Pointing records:
┌────────

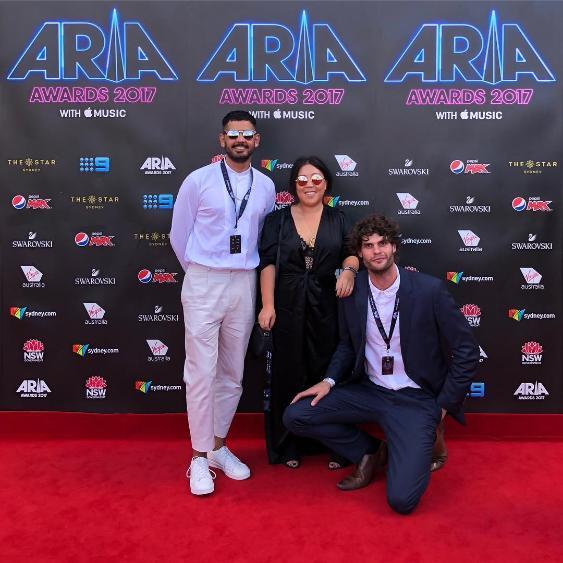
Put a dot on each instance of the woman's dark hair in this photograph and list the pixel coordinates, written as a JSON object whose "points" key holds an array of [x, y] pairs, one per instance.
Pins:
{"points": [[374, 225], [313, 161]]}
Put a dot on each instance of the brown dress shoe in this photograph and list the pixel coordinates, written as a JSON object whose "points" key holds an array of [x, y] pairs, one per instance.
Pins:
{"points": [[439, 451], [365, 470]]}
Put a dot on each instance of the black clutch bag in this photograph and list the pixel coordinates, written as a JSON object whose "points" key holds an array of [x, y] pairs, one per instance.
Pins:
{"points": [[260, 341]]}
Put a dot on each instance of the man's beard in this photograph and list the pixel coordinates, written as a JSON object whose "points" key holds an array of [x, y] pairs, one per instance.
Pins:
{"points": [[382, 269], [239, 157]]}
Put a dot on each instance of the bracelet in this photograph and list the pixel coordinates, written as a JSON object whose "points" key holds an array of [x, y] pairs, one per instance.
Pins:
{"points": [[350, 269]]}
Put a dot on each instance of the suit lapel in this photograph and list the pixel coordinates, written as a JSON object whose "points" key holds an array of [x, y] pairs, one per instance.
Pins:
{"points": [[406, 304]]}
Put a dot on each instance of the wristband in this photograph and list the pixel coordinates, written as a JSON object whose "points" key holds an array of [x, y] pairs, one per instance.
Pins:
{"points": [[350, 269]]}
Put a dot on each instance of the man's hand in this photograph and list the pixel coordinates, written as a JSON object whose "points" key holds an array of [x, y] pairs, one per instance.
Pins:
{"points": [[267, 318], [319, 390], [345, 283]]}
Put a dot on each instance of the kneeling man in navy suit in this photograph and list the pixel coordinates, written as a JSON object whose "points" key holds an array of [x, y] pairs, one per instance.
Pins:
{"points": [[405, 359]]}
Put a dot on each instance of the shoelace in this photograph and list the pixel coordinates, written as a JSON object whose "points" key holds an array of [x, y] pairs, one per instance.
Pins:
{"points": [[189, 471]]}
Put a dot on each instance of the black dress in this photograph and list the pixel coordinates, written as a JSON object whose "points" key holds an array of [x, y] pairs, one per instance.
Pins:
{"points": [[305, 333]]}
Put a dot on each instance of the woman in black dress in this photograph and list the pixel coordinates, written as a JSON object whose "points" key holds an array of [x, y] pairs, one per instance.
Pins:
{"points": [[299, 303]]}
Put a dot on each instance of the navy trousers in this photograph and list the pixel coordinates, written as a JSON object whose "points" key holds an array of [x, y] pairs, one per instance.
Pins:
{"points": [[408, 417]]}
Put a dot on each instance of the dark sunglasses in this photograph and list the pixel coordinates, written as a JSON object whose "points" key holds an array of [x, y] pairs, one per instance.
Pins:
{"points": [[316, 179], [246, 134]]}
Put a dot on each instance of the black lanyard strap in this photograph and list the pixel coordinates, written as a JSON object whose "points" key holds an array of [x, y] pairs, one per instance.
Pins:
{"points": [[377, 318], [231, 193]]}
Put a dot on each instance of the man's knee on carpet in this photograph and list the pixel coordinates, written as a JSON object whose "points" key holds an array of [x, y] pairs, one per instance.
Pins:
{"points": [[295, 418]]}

└────────
┌────────

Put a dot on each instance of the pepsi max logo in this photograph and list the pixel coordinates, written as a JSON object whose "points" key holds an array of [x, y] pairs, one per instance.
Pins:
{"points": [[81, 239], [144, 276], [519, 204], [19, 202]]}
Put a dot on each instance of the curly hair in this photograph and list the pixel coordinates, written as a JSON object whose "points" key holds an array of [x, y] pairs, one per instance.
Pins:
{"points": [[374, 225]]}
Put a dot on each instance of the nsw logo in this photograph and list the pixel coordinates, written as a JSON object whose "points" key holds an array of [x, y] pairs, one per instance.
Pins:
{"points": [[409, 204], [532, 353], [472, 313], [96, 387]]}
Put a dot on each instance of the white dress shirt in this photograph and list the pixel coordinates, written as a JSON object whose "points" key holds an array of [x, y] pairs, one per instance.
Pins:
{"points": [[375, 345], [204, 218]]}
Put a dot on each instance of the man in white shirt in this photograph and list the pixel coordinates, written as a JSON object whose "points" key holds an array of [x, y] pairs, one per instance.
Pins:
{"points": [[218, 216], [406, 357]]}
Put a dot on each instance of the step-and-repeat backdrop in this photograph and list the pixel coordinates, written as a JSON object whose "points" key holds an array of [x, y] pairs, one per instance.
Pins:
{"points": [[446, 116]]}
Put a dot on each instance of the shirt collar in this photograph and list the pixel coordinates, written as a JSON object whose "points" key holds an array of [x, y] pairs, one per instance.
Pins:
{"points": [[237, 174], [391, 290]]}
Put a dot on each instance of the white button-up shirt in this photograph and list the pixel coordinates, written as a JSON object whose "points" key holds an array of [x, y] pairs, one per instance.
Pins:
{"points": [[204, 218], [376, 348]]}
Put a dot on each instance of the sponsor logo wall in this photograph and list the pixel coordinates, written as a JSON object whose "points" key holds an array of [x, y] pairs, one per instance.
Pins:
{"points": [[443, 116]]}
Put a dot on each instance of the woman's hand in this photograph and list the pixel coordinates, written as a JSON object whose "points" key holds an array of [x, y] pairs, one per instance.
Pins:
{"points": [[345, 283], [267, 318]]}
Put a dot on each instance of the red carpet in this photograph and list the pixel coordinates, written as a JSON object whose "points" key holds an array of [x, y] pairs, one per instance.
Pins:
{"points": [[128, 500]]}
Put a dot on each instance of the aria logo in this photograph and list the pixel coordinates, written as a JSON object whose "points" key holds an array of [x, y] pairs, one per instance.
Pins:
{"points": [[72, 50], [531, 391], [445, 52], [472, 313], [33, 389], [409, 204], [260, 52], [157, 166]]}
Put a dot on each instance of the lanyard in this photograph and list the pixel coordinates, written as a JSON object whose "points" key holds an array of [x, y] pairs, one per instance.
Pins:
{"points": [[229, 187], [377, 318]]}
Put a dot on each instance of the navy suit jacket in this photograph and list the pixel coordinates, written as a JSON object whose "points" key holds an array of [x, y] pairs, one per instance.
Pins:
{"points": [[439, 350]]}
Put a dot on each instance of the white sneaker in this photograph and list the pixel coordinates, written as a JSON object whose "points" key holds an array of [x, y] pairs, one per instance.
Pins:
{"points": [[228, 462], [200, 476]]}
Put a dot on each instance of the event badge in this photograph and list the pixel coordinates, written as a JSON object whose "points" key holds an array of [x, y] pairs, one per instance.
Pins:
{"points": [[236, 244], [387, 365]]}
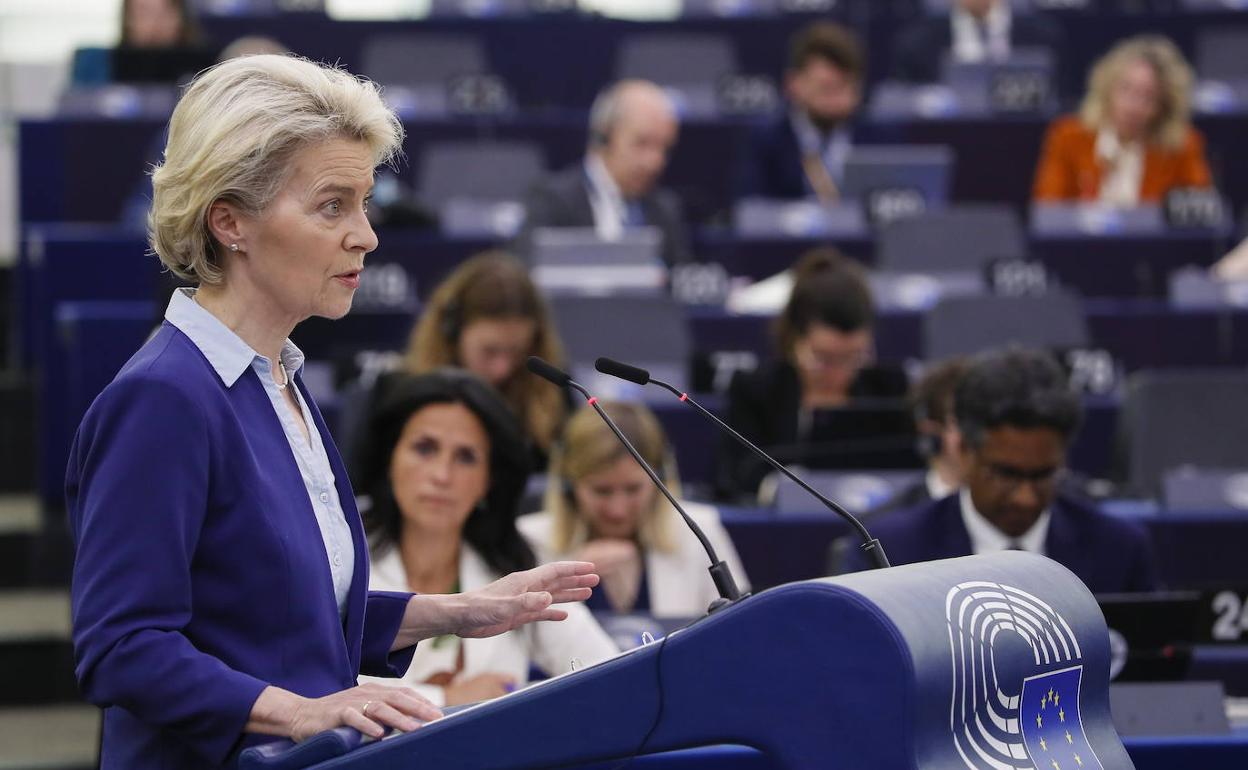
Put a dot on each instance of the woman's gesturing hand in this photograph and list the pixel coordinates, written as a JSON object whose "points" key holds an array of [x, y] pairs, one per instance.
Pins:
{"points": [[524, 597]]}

└────────
┌────────

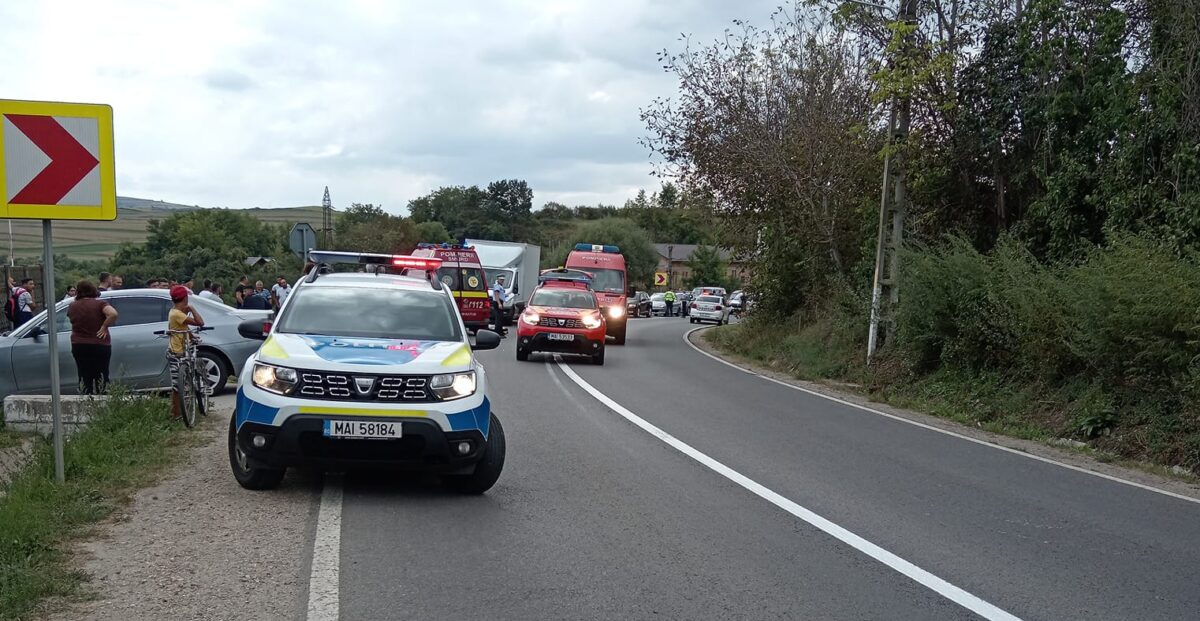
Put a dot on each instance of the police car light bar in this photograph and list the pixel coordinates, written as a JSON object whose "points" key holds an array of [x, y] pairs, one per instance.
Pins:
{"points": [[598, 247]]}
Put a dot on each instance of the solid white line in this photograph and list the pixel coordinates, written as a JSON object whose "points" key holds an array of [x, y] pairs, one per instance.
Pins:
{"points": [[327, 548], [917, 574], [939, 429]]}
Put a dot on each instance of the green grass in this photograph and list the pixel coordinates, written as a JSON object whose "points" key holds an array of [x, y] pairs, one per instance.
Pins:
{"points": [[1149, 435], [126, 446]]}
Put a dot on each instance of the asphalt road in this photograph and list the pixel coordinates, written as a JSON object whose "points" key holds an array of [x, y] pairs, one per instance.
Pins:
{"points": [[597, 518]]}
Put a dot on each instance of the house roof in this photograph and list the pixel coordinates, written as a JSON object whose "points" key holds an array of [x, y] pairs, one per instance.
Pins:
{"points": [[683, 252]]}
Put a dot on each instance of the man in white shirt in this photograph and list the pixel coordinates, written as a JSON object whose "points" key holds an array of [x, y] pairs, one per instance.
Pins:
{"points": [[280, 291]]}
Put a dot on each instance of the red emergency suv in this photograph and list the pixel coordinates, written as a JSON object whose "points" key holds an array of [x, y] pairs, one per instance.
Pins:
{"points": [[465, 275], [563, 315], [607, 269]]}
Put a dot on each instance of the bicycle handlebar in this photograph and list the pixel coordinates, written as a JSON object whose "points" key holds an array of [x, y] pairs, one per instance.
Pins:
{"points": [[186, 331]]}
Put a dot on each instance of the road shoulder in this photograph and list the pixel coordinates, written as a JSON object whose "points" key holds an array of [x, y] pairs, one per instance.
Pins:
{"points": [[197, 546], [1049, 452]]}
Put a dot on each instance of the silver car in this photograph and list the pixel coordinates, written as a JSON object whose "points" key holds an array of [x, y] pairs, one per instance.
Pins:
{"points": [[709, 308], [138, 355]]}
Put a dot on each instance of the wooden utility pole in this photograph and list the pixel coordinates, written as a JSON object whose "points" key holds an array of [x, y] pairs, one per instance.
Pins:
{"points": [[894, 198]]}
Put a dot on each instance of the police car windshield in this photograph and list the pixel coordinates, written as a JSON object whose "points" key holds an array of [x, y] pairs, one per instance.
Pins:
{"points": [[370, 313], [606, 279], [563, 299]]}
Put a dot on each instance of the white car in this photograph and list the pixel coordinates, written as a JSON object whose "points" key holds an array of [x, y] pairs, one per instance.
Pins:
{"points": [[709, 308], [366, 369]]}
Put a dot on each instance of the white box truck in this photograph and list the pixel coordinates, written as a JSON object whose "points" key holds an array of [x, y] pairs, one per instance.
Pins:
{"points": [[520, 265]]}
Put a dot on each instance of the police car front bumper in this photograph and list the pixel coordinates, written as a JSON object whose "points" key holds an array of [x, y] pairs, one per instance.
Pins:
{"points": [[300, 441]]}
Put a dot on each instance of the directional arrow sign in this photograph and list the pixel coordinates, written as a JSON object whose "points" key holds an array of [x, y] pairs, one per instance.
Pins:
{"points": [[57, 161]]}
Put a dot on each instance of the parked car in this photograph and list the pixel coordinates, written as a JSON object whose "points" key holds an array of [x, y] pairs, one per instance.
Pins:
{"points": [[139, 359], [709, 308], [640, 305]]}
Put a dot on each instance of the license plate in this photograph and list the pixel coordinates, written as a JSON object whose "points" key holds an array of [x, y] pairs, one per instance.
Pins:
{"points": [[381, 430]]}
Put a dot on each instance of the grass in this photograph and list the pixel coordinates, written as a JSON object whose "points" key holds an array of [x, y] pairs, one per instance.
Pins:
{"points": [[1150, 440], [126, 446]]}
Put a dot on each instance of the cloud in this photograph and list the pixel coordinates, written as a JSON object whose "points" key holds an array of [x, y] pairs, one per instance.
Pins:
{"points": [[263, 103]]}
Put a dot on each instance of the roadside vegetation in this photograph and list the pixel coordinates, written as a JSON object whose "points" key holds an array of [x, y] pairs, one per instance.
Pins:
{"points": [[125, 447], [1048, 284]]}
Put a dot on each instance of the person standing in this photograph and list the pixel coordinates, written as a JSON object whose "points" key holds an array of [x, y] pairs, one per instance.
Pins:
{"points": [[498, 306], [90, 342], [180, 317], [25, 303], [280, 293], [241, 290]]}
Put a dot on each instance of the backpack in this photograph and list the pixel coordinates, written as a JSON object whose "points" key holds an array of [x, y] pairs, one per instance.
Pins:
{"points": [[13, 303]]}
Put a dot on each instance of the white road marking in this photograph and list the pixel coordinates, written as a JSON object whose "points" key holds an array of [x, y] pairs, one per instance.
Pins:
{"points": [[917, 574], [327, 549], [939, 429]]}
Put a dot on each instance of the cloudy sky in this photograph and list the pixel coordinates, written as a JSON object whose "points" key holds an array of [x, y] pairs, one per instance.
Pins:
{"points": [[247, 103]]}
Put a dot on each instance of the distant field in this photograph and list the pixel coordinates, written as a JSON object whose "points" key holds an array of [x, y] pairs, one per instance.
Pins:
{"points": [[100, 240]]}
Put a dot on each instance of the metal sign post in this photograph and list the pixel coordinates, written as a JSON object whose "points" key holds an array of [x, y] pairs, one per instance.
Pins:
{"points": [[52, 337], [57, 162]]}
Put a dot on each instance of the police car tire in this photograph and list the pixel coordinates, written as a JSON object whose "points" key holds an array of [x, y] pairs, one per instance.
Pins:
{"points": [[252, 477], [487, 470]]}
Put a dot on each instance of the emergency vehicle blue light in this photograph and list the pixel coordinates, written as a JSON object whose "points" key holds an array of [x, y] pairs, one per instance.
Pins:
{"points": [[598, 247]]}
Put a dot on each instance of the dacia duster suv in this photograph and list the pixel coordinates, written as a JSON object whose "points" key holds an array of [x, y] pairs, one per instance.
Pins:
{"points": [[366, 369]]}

└────────

### Given request
Pick out every line above that contains the word "emergency" and copy each one. Case matters, so uppercase and lowercase letters must match.

### Correct answer
Put a dot on each instance of the red emergency suv in this photograph and list the pixel coordinates, written as a JSON object whose "points" key holds an array of [x, y] pairs, one per instance.
Put a dot on each instance of the emergency vehicle blue light in this photograph and list the pixel coordinates, written as a JSON object whose "points" key holds an array of [x, y] pairs, one per instance.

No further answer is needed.